→ WHAT THE EXERCISE ASKS
An exact restatement of the records below is expected.

→ DATASET CONTENT
++++++++++

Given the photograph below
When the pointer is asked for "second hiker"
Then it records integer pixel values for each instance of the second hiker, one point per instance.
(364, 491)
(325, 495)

++++++++++

→ EXERCISE RESULT
Given the photograph below
When the pointer is asked for "second hiker"
Then it records integer pixel values for each instance of the second hiker, one point per instance.
(364, 491)
(325, 495)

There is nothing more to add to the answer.